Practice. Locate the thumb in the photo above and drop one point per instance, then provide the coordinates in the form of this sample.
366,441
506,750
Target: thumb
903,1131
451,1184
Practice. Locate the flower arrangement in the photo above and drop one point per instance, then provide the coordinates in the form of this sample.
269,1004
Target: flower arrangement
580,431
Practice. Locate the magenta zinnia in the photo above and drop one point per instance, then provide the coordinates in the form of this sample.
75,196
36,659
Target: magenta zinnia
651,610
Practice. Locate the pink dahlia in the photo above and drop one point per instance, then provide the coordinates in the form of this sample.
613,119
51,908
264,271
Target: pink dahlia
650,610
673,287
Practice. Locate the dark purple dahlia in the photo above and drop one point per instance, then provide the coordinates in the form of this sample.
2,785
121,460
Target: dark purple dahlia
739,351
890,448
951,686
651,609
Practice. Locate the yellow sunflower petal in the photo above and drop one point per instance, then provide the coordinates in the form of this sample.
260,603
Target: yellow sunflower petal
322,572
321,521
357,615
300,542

· · · · · · ·

● Task instructions: Reproduce, exactly and in full, the lines from the one that contains "Practice. Locate the yellow" to the end of the material.

● Answer to this exercise:
Practice. Locate the yellow sunflower petal in the photo above and drop one point per instance, then provide the coordinates in the form of this sample.
260,603
Target: yellow sunflower petal
322,572
321,521
357,615
300,542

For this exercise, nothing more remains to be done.